▶ SELECTED TEXT
Two of the greatest Horatian satires in the English language are Alexander Pope's 1712 mock-heroic poem 'The Rape of the Lock' (rape meaning stolen) about an aristocratic lady who has a lock of her hair stolen by her suitor; and Oscar Wilde's satirical play, The Importance of Being Earnest (1895), about two men who adopt different names in the country to avoid their social duties.
In literature, satire is a mode of writing that aims to ridicule, expose and critique flawed traits, behaviours and actions. This is often done implicitly through the clever use of techniques such as wit, humour, irony, exaggeration and incongruity.
Satire is both a literary genre and a literary device. Satire can be directed at individuals, groups, institutions, society, and even humanity as a whole. By exposing folly and vice, satire seeks to bring about change in the world.
Horatian satire is a type of satire that originated with the ancient poet Horace (65–8 BCE). During the Augustan Age, Horace wrote one of the greatest periods of Latin literature, which lasted from around 43 BC to 18 AD. Horace's satires were light-hearted and indulgent. His satires were more about being clever and witty than about conveying a serious moral message. In The Satires (published circa 35-33 BC), Horace lightly mocked defects such as greed and lust.
The eighteenth century had its own 'Augustan period', as writers such as Alexander Pope, Johnathan Swift, and Joseph Addison adopted the term. Pope and others called themselves Augustans because they were trying to emulate the greatness of the original Augustan poets in their own works.
The Augustan Age
1. The period of around 43 BC to 18 AD produced many key works of Latin literature from Virgil, Orvid, and Horace.
2. The first half of the eighteenth century is also known as the Augustan Age because writers like Pope, Swift, and Addison imitated Roman authors.
Pope's adoption of Horace's light-hearted and indulgently clever approach to satire in his own satirical poetry contributed greatly to Pope's success. His satirical poem, 'The Rape of the Lock' (1712), is a satire written in the style of Horace's satires.

▶ TASK SET
1. Answer these questions from the passage on satire:
(a) In what year is The Importance of Being Earnest dated?
(b) Which defects did Horace lightly mock in The Satires?
(c) Why did Pope and others call themselves Augustans?
2. Rewrite the passage on satire from "Horatian satire is" to "their own works.", changing "indulgent" to "gentle".

▶ GIVEN INFORMATION
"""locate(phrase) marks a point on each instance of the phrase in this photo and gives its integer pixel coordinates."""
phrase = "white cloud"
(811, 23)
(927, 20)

▶ SOLUTION LIST
1.
(a) 1895
(b) Greed and lust.
(c) They were trying to emulate the greatness of the original Augustan poets in their own works.

2.
Horatian satire is a type of satire that originated with the ancient poet Horace (65–8 BCE). During the Augustan Age, Horace wrote one of the greatest periods of Latin literature, which lasted from around 43 BC to 18 AD. Horace's satires were light-hearted and gentle. His satires were more about being clever and witty than about conveying a serious moral message. In The Satires (published circa 35-33 BC), Horace lightly mocked defects such as greed and lust.
The eighteenth century had its own 'Augustan period', as writers such as Alexander Pope, Johnathan Swift, and Joseph Addison adopted the term. Pope and others called themselves Augustans because they were trying to emulate the greatness of the original Augustan poets in their own works.